What you need to do = Where the lines below hold images, skip those and copy every word exactly.

*** Given information ***

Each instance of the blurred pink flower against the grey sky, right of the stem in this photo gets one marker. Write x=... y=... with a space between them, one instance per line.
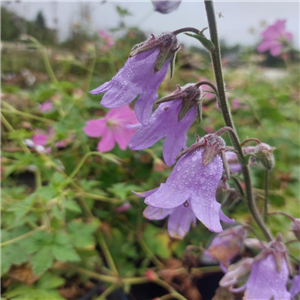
x=274 y=37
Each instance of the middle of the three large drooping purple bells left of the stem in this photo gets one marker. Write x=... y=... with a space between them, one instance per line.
x=171 y=120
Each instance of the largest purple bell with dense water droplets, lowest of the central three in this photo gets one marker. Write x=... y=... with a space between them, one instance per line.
x=195 y=179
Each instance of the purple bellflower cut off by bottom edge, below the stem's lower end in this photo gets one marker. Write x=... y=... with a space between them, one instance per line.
x=269 y=274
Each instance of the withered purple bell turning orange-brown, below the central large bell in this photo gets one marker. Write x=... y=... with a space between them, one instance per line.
x=227 y=244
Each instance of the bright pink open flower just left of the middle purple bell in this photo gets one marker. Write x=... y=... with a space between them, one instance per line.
x=112 y=128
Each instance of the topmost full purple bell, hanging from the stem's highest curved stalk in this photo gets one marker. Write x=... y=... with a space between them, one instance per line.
x=141 y=76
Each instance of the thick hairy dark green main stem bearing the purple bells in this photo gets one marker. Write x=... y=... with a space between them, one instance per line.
x=224 y=106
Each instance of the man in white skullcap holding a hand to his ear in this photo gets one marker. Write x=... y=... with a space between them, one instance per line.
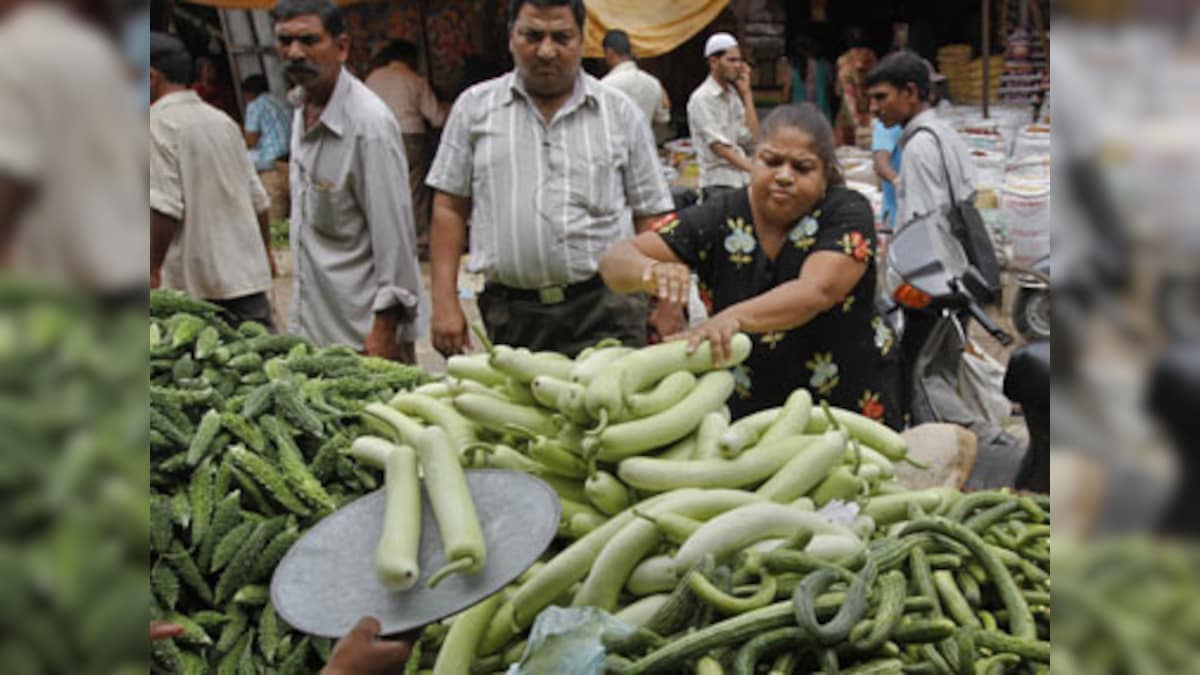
x=723 y=118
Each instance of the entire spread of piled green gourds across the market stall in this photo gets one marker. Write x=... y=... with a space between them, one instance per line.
x=782 y=539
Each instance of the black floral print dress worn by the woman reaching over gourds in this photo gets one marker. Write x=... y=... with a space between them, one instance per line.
x=847 y=355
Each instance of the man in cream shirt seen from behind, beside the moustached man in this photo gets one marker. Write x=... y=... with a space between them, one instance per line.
x=209 y=234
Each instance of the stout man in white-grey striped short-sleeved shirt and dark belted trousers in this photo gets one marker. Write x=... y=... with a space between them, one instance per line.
x=550 y=168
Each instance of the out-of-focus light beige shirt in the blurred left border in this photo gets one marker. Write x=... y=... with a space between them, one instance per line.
x=71 y=127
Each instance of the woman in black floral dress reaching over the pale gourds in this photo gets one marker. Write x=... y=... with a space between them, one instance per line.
x=791 y=261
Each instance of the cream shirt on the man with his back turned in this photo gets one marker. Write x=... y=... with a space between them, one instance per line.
x=201 y=175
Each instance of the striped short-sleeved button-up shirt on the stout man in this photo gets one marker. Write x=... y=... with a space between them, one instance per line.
x=548 y=200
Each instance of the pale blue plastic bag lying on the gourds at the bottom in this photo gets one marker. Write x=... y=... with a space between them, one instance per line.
x=569 y=642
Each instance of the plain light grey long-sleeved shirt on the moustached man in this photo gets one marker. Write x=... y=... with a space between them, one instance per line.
x=353 y=240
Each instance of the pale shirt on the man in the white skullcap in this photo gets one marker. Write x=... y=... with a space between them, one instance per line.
x=716 y=115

*** End of Given information ***

Output of the exercise =
Each instance of the blurred pink flower against the grey sky, right of the stem in this photo gets one marker. Write x=... y=... with a space between them, one instance per line.
x=274 y=37
Each instance of the middle of the three large drooping purple bells left of the stem in this photo gets one marker. Write x=... y=... with a space between them, one instance per line.
x=171 y=120
Each instance of the largest purple bell with dense water droplets, lowest of the central three in this photo gets one marker. Write x=... y=... with a space between them, one instance per line.
x=195 y=179
Each instance of the purple bellflower cut off by bottom edge, below the stem's lower end in this photo gets one marker. Write x=... y=... with a space between them, one instance per line.
x=269 y=274
Each instance of the withered purple bell turning orange-brown, below the central large bell in this photo gets one marker. Write x=... y=... with a space between them, one instance per line.
x=227 y=244
Each instance of the bright pink open flower just left of the middle purple bell in this photo gets one marker. Write x=... y=... with a space between them, one instance per line.
x=112 y=128
Each instance of the topmost full purple bell, hanging from the stem's highest curved stalk in this photo gets one marker. Write x=... y=... with a space between them, one instance per line.
x=141 y=76
Each instance of the thick hairy dark green main stem bearing the purple bells in this photo gets one marker. Write x=... y=... with a space between them, one instance per line.
x=224 y=106
Each instance of the man in white skullcap holding a hand to his ear in this photo gets one marker. Write x=... y=... with a space between them, one instance per line.
x=723 y=118
Each instance of the entire spread of piled green gourds across the market stall in this photo gets one marker. Write x=... y=... with a space between them, one instance per line.
x=782 y=539
Each instance of the black floral print dress worn by the woman reaching over gourds in this photo gets one marker. Write x=... y=... with a space between them, one instance per line.
x=847 y=355
Each instance of the man in cream shirt seen from behind, beside the moustached man in this photo gets one marker. Write x=... y=... with a space between them, one instance per line.
x=209 y=234
Each instance of the stout man in white-grey striped short-sleeved shirt and dark belted trousers in this photo gets one marker. Write x=... y=... with a space between them, one instance per line.
x=550 y=168
Each instance of the out-of-focus light beige shirt in the blurred left border in this photo gets one marker. Write x=... y=... with a space between them, one instance per line.
x=71 y=127
Each instance of the woman in black floral dress reaching over the pale gourds in this photo gets one marker. Write x=... y=... with a space between them, one instance per line.
x=791 y=261
Each instance of the cream shirt on the man with his back turned in this photo gets one marker. Write x=... y=... with a space between them, one instance per line.
x=201 y=175
Each instance of the striped short-sleeved button-up shirt on the stout man in this photo gets one marker. Write x=... y=... with a space between them, one instance per line.
x=548 y=200
Each instance of the pale blue plastic bag lying on the gourds at the bottom in this photo gets one marker. Write x=... y=... with a space between them, one instance per line.
x=569 y=642
Each instance of the plain light grey long-sleeved shirt on the moustached man in this photo gets one marker. Write x=... y=... with a space between them, one instance per line.
x=353 y=240
Each instance of the pale shirt on the man in the white skullcap in this photo gets one marker. Write x=... y=... with a space between them, one instance per line.
x=716 y=115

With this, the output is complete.